** begin Input for this task **

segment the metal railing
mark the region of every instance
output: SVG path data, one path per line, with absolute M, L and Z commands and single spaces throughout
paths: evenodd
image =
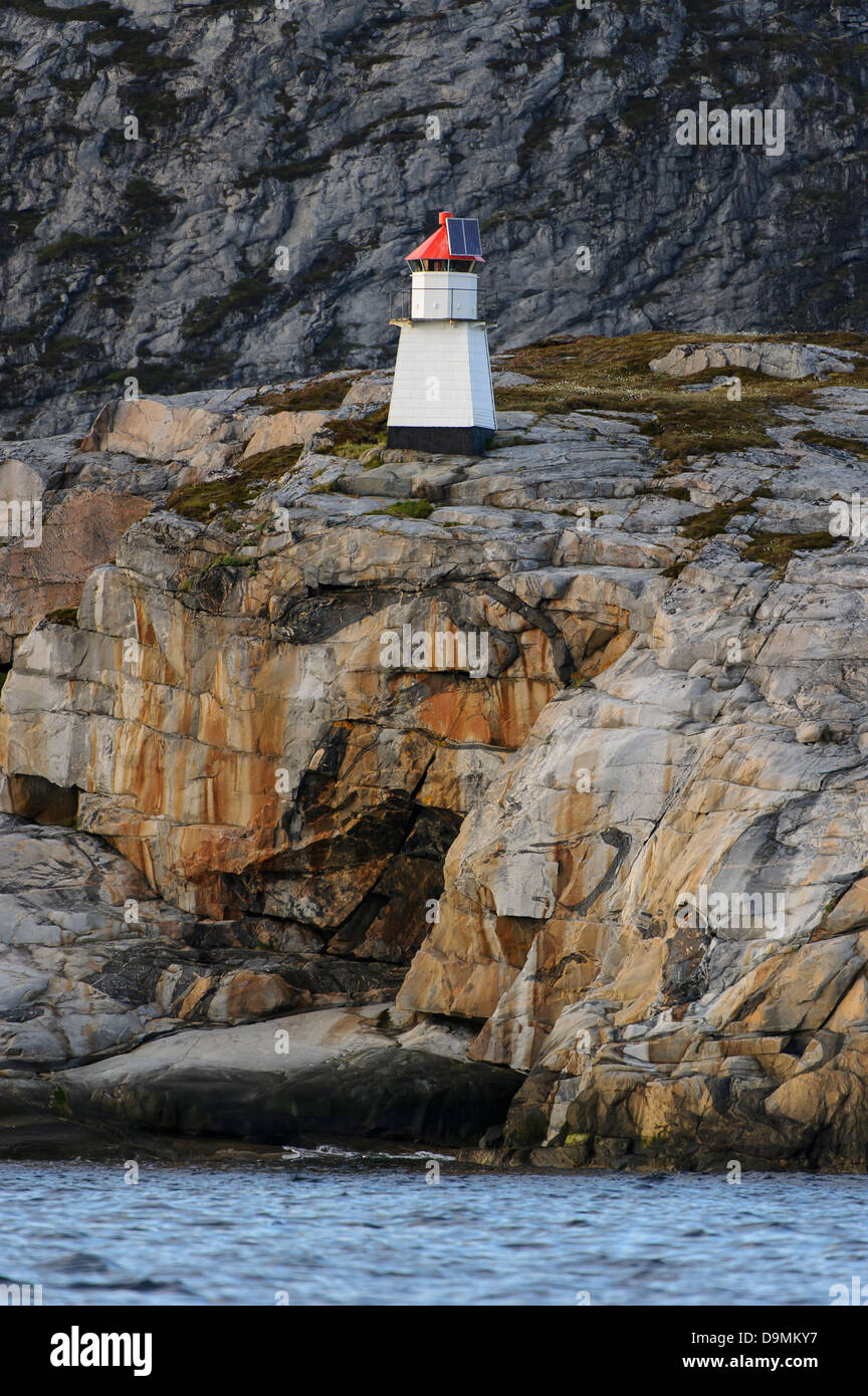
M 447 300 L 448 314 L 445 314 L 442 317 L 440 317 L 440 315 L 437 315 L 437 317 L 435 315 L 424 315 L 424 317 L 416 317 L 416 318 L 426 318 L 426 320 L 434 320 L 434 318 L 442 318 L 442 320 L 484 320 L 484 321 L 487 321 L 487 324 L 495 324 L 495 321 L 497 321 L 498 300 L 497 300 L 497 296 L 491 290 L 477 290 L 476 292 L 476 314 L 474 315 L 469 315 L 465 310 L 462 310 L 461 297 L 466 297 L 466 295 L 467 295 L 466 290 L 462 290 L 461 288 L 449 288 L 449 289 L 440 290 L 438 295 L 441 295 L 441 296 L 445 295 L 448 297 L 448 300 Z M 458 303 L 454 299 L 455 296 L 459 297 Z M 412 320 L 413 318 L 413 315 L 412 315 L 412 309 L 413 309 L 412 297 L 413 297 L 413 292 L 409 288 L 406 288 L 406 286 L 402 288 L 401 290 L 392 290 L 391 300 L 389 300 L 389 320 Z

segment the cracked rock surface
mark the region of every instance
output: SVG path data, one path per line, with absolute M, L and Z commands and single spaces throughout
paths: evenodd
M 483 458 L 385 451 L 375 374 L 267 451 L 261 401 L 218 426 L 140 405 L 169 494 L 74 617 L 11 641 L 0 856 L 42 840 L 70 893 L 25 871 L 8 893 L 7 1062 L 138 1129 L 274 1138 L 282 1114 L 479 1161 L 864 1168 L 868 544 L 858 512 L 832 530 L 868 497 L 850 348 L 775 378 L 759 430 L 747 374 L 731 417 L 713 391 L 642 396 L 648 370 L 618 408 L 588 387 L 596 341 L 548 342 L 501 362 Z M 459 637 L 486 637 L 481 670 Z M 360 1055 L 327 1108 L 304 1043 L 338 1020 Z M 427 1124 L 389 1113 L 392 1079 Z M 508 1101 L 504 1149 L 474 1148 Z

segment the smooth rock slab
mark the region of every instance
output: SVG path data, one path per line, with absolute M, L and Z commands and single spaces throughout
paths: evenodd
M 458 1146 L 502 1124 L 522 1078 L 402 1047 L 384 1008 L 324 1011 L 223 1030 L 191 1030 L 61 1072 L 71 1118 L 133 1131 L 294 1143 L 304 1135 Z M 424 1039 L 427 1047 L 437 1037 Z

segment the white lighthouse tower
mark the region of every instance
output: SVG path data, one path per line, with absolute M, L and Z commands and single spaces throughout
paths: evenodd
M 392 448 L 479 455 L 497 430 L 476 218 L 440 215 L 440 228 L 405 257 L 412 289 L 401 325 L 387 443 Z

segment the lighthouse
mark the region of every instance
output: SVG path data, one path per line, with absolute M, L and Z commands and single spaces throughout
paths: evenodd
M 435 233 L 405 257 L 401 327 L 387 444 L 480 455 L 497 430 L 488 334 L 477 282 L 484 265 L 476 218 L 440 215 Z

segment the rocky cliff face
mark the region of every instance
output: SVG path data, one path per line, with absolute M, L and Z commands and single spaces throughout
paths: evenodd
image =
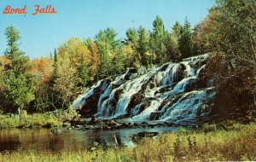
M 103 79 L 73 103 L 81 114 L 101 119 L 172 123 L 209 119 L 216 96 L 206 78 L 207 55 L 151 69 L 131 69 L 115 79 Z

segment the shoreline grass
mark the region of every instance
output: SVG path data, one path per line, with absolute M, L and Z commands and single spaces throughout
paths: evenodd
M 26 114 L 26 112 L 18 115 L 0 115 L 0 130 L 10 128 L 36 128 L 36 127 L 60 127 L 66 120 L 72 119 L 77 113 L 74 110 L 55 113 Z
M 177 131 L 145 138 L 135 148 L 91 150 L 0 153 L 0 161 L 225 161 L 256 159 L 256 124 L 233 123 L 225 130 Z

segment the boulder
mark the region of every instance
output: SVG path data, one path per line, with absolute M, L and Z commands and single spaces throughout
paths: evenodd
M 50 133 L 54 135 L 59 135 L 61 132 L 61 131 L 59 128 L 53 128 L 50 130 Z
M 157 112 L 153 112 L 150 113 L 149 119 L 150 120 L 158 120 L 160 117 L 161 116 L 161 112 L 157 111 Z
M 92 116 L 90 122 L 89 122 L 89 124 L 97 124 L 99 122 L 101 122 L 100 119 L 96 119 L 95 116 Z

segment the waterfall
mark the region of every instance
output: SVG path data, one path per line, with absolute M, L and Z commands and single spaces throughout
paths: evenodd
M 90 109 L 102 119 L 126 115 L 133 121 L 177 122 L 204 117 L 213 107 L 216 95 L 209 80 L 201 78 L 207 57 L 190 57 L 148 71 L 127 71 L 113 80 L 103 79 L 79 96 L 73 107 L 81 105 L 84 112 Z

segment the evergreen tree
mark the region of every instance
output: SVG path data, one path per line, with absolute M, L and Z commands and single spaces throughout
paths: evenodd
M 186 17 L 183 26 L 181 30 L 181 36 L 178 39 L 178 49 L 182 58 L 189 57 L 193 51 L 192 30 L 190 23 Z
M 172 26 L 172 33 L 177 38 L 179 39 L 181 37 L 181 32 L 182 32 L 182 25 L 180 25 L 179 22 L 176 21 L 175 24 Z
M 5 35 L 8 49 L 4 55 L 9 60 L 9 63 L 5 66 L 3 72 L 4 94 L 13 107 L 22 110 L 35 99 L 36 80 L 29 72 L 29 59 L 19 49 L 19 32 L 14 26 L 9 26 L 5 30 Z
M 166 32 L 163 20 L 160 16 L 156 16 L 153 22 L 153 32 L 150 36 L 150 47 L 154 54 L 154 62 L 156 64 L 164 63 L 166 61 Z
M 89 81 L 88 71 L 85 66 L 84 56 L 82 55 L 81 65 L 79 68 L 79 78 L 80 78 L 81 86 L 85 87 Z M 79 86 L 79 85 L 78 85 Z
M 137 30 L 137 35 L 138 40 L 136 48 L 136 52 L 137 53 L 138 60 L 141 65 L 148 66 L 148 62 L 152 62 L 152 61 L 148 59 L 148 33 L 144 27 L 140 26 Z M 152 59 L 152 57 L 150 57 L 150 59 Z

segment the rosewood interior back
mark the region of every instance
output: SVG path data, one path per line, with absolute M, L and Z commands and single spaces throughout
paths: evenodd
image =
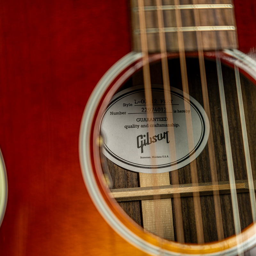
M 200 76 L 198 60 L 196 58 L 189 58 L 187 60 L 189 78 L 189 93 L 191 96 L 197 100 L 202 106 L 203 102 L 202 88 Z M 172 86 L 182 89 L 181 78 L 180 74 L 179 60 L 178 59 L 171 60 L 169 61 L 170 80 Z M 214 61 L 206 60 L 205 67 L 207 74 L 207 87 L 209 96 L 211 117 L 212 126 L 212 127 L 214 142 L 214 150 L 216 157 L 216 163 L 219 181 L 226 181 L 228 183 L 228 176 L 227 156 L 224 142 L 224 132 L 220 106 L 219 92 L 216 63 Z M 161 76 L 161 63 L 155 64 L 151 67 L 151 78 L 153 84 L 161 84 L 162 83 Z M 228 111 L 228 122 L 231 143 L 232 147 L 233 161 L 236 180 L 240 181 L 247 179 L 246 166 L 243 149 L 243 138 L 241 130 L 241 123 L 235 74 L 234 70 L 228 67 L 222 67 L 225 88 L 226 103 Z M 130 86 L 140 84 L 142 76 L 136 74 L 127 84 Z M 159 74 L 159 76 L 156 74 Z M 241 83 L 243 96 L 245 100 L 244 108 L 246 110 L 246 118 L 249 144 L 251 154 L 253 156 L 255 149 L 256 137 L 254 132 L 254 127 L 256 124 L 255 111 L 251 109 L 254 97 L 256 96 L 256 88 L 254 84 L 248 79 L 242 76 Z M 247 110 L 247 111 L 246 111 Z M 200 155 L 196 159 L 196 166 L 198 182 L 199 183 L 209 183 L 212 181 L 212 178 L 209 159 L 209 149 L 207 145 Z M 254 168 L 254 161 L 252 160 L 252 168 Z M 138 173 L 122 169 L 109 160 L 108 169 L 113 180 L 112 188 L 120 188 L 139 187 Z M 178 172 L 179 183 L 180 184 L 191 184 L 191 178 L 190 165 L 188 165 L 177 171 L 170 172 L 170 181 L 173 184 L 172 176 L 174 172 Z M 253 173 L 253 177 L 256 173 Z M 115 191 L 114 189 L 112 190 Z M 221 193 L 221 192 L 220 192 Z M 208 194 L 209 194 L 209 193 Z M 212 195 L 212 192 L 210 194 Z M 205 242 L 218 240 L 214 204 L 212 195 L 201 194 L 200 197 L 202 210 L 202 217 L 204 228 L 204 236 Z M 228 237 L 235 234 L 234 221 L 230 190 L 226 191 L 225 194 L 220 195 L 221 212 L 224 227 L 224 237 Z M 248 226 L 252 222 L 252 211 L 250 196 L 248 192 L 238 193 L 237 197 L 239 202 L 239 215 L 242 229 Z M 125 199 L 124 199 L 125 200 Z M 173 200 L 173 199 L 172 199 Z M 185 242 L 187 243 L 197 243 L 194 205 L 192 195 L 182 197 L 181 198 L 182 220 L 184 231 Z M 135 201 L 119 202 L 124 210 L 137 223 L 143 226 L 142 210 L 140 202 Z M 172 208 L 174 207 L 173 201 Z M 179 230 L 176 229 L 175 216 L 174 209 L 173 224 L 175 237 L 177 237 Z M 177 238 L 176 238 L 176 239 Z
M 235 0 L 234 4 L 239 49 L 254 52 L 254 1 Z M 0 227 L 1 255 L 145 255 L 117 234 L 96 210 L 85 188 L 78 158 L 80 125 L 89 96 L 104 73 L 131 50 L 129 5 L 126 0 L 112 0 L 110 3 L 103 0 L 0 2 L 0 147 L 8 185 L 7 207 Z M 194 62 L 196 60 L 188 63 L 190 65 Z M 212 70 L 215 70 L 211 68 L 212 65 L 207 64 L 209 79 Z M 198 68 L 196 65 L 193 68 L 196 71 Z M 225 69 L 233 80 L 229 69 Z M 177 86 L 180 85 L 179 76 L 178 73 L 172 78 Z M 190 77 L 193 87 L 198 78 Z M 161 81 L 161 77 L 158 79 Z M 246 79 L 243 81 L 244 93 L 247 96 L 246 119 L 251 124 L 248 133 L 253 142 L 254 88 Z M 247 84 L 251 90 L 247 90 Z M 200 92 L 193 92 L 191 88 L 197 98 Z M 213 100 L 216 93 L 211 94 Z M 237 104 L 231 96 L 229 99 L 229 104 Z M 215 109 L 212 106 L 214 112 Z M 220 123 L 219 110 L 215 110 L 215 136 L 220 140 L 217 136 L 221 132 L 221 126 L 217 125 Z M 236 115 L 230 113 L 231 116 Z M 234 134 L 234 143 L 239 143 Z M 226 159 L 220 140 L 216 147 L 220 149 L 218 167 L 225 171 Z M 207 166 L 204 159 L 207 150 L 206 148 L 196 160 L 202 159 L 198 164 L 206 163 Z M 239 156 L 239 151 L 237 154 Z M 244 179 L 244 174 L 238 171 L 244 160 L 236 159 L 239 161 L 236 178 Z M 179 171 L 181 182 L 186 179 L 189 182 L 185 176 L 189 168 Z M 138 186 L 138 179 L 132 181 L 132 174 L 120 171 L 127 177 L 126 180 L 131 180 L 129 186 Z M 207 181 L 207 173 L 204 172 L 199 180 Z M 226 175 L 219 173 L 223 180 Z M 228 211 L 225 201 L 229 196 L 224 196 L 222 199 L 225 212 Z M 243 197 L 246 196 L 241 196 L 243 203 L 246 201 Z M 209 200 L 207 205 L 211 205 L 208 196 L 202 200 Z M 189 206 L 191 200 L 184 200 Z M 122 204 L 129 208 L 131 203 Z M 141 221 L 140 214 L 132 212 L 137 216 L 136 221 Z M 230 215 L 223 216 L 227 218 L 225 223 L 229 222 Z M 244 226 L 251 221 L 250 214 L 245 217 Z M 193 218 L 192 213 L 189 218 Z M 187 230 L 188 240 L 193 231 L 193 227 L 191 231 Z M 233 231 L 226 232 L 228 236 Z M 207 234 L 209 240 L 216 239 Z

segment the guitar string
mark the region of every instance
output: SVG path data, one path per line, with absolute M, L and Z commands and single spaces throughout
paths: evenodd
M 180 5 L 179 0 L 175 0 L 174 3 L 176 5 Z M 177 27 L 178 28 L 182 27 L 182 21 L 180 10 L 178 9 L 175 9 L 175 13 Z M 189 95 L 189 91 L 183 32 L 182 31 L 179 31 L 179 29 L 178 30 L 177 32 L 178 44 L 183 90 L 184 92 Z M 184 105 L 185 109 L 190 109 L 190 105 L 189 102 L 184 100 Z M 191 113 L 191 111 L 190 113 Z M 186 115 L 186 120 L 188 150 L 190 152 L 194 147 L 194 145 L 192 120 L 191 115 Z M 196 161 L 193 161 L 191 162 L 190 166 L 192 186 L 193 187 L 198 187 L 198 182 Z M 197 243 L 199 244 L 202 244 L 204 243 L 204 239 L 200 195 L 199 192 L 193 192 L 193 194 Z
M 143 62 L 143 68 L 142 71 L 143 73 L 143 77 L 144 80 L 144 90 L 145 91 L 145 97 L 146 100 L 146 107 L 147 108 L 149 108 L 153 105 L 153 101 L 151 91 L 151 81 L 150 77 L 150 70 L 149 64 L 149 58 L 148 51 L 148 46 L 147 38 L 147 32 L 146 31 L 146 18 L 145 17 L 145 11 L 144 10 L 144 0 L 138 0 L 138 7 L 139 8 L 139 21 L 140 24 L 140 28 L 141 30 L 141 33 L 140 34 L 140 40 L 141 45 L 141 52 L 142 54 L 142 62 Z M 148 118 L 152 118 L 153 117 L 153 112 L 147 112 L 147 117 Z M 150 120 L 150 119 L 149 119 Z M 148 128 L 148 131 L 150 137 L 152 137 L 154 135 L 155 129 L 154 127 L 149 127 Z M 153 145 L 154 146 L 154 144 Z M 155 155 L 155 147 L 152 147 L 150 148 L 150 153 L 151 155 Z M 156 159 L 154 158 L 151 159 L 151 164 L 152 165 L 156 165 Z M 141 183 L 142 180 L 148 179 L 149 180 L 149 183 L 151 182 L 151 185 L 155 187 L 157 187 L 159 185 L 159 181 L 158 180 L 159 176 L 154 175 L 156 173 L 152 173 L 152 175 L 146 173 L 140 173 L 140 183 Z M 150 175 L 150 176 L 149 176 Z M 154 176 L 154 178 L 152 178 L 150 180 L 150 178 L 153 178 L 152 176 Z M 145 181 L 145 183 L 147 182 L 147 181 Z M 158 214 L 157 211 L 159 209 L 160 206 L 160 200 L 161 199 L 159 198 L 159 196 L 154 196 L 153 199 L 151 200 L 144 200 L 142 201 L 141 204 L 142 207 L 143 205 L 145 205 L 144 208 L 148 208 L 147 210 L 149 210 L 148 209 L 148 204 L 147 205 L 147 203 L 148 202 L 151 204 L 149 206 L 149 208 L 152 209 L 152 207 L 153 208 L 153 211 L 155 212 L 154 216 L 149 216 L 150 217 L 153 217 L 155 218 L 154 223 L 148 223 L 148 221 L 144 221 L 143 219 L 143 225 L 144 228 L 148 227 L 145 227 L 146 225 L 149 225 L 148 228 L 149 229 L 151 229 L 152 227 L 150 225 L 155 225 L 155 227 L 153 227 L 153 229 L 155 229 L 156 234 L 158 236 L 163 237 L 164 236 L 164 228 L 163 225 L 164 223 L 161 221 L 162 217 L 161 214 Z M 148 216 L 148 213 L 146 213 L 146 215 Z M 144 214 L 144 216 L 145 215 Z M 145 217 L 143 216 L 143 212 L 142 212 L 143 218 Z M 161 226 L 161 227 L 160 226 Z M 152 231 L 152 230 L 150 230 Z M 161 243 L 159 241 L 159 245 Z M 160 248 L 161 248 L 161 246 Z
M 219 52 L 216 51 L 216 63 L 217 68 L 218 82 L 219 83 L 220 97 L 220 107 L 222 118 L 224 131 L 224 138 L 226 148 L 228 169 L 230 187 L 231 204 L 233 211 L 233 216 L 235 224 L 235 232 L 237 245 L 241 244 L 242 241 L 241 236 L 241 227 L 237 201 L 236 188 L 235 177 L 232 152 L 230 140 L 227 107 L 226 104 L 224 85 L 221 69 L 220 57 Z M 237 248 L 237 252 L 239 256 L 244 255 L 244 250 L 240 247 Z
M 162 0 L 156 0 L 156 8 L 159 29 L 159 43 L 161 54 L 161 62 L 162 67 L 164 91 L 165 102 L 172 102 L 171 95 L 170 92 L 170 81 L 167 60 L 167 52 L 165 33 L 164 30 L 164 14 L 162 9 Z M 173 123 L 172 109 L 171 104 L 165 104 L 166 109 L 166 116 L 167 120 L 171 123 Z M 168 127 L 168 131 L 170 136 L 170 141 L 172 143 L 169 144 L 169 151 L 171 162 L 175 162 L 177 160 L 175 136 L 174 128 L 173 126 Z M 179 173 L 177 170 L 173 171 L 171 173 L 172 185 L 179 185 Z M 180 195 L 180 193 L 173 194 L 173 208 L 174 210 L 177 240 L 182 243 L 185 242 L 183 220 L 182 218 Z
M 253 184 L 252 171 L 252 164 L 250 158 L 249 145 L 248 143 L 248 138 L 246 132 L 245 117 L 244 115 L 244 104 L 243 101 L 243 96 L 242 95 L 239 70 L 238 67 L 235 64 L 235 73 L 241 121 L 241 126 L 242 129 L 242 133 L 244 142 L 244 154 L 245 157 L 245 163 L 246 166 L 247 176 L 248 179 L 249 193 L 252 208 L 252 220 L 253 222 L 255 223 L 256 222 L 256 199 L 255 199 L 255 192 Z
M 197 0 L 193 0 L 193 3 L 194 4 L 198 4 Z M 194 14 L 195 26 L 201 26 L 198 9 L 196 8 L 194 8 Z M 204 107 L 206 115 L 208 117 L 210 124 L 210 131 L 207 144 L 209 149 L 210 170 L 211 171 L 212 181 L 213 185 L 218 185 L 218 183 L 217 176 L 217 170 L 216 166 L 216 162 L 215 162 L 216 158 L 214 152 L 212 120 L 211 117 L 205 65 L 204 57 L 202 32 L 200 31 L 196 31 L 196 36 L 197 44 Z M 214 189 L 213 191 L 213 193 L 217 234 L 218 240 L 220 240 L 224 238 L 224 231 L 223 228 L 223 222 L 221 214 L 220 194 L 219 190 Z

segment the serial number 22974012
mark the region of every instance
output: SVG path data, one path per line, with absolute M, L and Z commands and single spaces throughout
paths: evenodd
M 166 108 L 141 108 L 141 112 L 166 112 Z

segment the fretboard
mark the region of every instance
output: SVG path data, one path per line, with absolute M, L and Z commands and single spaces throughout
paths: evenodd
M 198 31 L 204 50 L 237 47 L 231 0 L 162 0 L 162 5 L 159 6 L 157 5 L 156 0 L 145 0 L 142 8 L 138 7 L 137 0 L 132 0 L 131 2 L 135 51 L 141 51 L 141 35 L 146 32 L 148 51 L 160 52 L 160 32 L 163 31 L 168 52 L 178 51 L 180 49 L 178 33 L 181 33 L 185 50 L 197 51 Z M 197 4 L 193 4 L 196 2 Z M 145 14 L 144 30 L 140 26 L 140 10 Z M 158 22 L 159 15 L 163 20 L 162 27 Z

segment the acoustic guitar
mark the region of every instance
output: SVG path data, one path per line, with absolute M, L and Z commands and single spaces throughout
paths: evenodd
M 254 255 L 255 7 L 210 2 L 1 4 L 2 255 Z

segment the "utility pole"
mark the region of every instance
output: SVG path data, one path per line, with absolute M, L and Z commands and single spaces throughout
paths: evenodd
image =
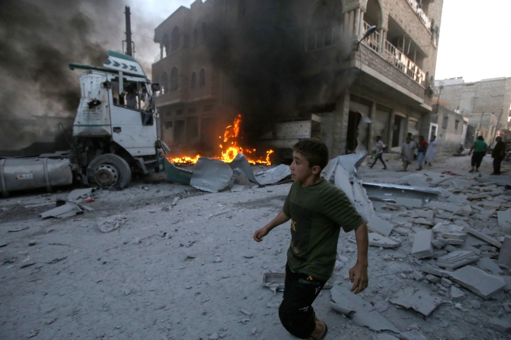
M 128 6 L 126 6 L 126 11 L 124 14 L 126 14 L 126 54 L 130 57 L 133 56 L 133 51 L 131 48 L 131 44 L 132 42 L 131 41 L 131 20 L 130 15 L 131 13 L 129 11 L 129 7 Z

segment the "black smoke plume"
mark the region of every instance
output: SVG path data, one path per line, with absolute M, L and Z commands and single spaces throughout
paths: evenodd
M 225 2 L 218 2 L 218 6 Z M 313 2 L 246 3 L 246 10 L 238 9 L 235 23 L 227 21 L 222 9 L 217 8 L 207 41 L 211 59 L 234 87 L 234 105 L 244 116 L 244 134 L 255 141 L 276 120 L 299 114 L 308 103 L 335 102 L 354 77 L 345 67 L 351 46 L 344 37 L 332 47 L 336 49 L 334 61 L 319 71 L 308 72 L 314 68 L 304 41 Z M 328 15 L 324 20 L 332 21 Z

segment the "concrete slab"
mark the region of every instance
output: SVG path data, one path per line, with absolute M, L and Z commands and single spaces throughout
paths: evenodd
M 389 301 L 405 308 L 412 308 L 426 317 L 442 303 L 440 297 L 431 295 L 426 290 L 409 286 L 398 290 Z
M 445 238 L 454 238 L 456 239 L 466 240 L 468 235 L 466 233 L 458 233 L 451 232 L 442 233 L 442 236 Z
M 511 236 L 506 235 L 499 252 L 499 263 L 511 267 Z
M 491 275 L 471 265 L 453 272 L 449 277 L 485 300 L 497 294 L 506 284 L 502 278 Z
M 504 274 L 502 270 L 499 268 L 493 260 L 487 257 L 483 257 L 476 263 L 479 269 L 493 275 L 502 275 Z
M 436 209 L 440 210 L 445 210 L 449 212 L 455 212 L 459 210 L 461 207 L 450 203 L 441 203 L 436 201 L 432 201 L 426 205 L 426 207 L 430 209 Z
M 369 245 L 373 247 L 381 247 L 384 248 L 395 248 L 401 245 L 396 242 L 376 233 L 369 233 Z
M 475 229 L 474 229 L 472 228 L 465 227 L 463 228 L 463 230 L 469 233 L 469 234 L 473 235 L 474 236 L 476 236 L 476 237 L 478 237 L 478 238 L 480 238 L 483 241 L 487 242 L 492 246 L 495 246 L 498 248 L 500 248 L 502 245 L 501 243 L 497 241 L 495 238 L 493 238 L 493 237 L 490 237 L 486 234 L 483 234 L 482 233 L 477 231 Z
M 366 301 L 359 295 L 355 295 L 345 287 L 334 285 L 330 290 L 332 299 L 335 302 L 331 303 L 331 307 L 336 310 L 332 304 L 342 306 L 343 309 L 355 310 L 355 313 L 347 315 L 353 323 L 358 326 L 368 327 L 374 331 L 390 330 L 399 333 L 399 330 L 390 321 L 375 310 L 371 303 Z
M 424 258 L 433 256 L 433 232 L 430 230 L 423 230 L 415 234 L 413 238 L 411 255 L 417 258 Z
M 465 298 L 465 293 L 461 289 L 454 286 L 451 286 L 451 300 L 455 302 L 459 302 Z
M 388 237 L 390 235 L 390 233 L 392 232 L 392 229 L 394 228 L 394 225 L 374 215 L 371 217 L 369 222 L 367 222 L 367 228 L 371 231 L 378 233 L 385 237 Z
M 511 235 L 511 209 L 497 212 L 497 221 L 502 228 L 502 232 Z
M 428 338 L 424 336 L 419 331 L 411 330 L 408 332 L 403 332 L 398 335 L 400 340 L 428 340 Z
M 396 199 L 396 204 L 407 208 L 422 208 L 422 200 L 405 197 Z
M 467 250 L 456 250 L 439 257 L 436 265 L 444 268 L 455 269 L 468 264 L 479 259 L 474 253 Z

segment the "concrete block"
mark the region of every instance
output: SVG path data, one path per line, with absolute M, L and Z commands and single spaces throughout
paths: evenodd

** end Input for this task **

* _Written problem_
Format the stretch of the entries from the line containing "segment the boulder" through the line containing "M 50 133 L 54", both included, as a numbered list with one line per item and blank lines left out.

* _Final result_
1. segment the boulder
2. mark the region of every instance
3. output: SVG path data, one path per line, with absolute M, L and Z commands and single spaces throughout
4. paths: evenodd
5. M 50 133 L 54 135 L 59 135 L 61 132 L 61 131 L 59 128 L 53 128 L 50 130 Z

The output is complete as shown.